Directions:
Quote the Quincy Jones profile word for word, starting with "Quincy Delight Jones, Jr.  born" and going on through "Award in 1991.".

Sunday, 21 April 2013

BLACK SOCIAL HISTORY : QUINCY JONES AFRICAN AMERICAN SINGE, SONG WRITER, PRODUCER, CONDUCTOR, ARRANGER, COMPOSER, TRUMPTER AND TELEVISION PRODUCER : GOES INTO THE " HALL OF BLACK GENIUS"








































Quincy Delight Jones, Jr.  born March 14, 1933  is an American record producer, conductor, arranger, composer, television producer, and trumpeter. His career spans five decades in the entertainment industry and a record 79 Grammy Award nominations, 27 Grammys, including a Grammy Legend Award in 1991.
In 1968, Jones and his songwriting partner Bob Russell became the first African Americans to be nominated for an Academy Award for Best Original Song; "The Eyes of Love" from the Universal Pictures film Banning. That same year, he became the first African American to be nominated twice within the same year for an Academy Award for Best Original Score for his work on the music of the 1967 film In Cold Blood. In 1971, Jones would receive the honor of becoming the first African American to be named musical director/conductor of the Academy Awards ceremony. He was the first African American to win the Academy's Jean Hersholt Humanitarian Award, in 1995. He is tied with sound designer Willie D. Burton as the most Oscar-nominated African American, each of them having seven nominations. At the 2008 BET Awards, Quincy Jones was presented with the Humanitarian Award. He was played by Larenz Tate in Ray, the 2004 biopic about Ray Charles.

(Raw records)

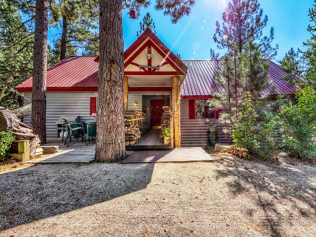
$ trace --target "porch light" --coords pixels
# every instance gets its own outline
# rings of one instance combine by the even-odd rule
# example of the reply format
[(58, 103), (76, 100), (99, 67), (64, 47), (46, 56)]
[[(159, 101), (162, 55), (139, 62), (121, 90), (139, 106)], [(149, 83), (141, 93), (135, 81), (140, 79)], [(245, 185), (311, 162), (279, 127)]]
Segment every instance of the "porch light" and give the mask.
[(148, 54), (146, 54), (146, 57), (147, 57), (147, 58), (148, 59), (148, 60), (149, 60), (151, 58), (152, 58), (153, 57), (154, 57), (154, 55), (153, 54), (149, 53)]

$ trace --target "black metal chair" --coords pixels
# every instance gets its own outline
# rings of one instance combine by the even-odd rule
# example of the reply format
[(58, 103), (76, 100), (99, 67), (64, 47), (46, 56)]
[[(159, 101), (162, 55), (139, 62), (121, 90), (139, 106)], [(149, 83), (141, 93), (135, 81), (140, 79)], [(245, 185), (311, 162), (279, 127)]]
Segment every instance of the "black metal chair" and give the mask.
[[(86, 144), (84, 129), (82, 123), (79, 122), (72, 122), (71, 123), (66, 118), (64, 118), (64, 123), (65, 126), (67, 128), (67, 135), (64, 145), (66, 145), (67, 143), (67, 147), (68, 147), (79, 142), (81, 142), (83, 143), (83, 141), (84, 141), (84, 144)], [(80, 137), (81, 139), (79, 139)], [(73, 142), (73, 139), (76, 139), (75, 142)], [(68, 141), (68, 143), (67, 140)], [(70, 143), (71, 143), (70, 144)]]

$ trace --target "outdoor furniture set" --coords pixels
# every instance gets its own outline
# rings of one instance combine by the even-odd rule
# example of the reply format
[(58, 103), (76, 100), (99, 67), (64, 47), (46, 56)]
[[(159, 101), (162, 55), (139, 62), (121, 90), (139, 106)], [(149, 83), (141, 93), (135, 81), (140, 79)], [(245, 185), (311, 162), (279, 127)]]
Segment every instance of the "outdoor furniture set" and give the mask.
[(64, 118), (64, 128), (62, 141), (65, 139), (64, 145), (67, 144), (67, 147), (78, 142), (81, 142), (83, 143), (83, 141), (85, 144), (88, 146), (90, 138), (93, 141), (93, 137), (96, 137), (97, 135), (97, 124), (95, 121), (72, 122), (69, 122), (67, 118)]

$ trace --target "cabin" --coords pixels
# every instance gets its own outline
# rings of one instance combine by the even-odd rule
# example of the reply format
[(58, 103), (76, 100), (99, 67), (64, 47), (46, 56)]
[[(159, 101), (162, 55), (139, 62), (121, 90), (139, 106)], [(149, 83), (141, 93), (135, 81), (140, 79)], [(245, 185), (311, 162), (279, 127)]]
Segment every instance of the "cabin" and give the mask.
[[(205, 146), (209, 126), (220, 111), (209, 108), (211, 91), (221, 92), (215, 82), (221, 78), (220, 60), (181, 60), (153, 32), (147, 29), (124, 53), (124, 107), (143, 111), (148, 130), (159, 127), (163, 106), (170, 106), (174, 120), (174, 147)], [(47, 70), (47, 137), (59, 137), (56, 121), (61, 117), (93, 120), (97, 110), (99, 56), (70, 56)], [(288, 76), (273, 62), (269, 77), (273, 94), (294, 94), (299, 88), (282, 80)], [(32, 99), (32, 79), (16, 86)], [(267, 90), (263, 93), (268, 93)], [(273, 94), (273, 96), (274, 95)], [(30, 102), (25, 100), (26, 105)], [(30, 124), (31, 117), (24, 118)], [(218, 128), (220, 142), (228, 138)]]

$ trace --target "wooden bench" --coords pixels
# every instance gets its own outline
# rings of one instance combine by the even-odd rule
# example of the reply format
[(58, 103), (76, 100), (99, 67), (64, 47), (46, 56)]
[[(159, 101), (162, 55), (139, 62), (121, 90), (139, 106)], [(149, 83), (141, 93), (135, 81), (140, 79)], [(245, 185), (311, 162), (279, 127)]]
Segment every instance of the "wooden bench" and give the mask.
[[(30, 160), (30, 140), (17, 140), (13, 141), (11, 147), (16, 147), (17, 143), (17, 154), (9, 154), (12, 158), (22, 162), (26, 162)], [(16, 148), (15, 149), (16, 150)]]

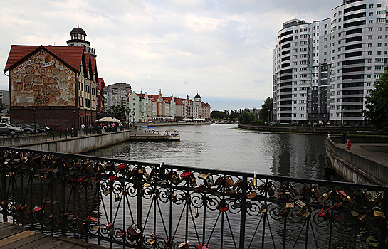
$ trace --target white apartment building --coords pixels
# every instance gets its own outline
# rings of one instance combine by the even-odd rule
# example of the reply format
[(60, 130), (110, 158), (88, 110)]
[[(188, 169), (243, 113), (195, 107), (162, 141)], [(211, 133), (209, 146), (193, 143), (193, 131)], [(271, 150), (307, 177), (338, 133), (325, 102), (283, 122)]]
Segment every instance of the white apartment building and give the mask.
[(365, 101), (387, 63), (387, 0), (344, 0), (331, 17), (293, 19), (273, 51), (276, 122), (365, 125)]
[(104, 110), (113, 105), (125, 105), (128, 95), (132, 92), (131, 85), (125, 83), (118, 83), (105, 86), (104, 89)]

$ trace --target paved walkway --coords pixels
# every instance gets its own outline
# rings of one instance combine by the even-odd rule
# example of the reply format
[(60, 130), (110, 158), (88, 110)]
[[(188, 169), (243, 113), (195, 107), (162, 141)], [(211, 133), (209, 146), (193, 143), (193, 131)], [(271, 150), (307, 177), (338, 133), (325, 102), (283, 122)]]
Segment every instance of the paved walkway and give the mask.
[(9, 223), (0, 223), (0, 248), (71, 248), (106, 249), (106, 248), (70, 238), (53, 238)]
[[(337, 145), (346, 149), (346, 144)], [(352, 143), (350, 152), (388, 167), (388, 144)]]

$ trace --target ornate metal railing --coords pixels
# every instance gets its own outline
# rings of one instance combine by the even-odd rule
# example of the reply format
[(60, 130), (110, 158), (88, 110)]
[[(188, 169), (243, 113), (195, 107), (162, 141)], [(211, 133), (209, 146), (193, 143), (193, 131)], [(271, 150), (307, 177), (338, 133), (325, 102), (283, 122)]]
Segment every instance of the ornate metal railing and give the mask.
[(3, 220), (54, 236), (111, 248), (386, 247), (384, 186), (7, 147), (0, 169)]

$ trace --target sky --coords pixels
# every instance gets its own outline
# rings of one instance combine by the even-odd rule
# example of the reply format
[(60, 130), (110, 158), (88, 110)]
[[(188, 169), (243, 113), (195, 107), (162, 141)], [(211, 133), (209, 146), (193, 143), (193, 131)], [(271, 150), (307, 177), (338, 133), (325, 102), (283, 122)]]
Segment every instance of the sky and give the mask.
[[(66, 46), (79, 25), (105, 85), (194, 97), (211, 110), (261, 108), (272, 97), (278, 32), (329, 18), (342, 0), (0, 0), (0, 64), (11, 45)], [(0, 75), (0, 89), (9, 90)]]

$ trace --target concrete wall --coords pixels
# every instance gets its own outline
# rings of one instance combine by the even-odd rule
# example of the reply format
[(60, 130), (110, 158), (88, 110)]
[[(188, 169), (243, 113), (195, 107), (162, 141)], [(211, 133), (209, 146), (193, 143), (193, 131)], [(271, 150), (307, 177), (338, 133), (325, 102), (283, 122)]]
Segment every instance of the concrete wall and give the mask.
[(326, 159), (336, 174), (349, 182), (388, 186), (388, 168), (338, 147), (326, 138)]
[(304, 126), (258, 126), (250, 124), (238, 124), (238, 128), (251, 130), (271, 132), (290, 132), (290, 133), (320, 133), (327, 134), (330, 132), (332, 136), (340, 135), (341, 132), (345, 131), (350, 134), (377, 134), (377, 129), (371, 127), (335, 127), (326, 126), (323, 127), (310, 127)]
[(35, 150), (78, 154), (127, 141), (130, 139), (130, 132), (129, 131), (98, 134), (55, 141), (46, 141), (45, 135), (45, 142), (28, 145), (14, 145), (14, 147)]
[(44, 142), (46, 137), (46, 134), (1, 137), (0, 145), (10, 147), (21, 147), (25, 144)]

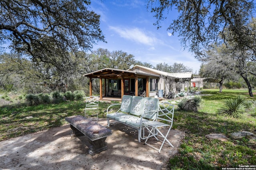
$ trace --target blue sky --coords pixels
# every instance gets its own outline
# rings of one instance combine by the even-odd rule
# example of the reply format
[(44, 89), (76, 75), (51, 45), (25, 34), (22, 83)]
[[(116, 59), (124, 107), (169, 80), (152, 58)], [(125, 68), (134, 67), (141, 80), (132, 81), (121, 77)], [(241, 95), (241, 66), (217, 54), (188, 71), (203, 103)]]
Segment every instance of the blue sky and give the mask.
[(93, 50), (122, 50), (134, 55), (136, 60), (154, 66), (161, 63), (169, 65), (182, 63), (198, 73), (200, 63), (188, 49), (184, 50), (178, 33), (174, 35), (172, 30), (167, 30), (177, 13), (169, 12), (157, 29), (153, 25), (156, 19), (146, 5), (145, 0), (91, 1), (90, 8), (100, 15), (100, 29), (108, 42), (99, 43)]

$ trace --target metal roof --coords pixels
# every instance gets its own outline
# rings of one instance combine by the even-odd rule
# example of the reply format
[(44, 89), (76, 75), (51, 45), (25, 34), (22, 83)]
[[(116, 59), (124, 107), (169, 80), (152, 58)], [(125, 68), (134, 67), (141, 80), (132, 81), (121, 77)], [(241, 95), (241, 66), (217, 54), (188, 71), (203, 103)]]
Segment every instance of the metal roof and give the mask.
[(159, 70), (156, 70), (153, 68), (146, 67), (144, 66), (140, 66), (138, 65), (136, 65), (133, 66), (132, 68), (130, 68), (128, 70), (134, 70), (137, 68), (141, 68), (144, 69), (146, 70), (148, 70), (151, 72), (152, 72), (160, 74), (164, 76), (170, 76), (171, 77), (174, 77), (176, 78), (182, 78), (182, 79), (192, 79), (193, 78), (193, 73), (190, 72), (180, 72), (180, 73), (170, 73), (167, 72), (165, 72), (164, 71), (160, 71)]
[(103, 68), (89, 73), (86, 74), (83, 76), (94, 78), (102, 77), (107, 78), (116, 78), (118, 77), (120, 78), (121, 76), (130, 77), (135, 76), (135, 75), (137, 75), (141, 77), (149, 76), (159, 77), (160, 76), (156, 74), (110, 68)]

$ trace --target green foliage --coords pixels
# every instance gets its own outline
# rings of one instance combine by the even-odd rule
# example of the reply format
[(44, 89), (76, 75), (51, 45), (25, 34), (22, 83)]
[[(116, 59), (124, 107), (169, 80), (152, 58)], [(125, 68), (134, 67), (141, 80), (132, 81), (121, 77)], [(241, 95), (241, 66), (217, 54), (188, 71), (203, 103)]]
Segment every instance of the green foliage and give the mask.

Solved problem:
Quincy Delight Jones, Jr.  born March 14, 1933  is an American record producer, conductor, arranger, composer, television producer, and trumpeter. His career spans five decades in the entertainment industry and a record 79 Grammy Award nominations, 27 Grammys, including a Grammy Legend Award in 1991.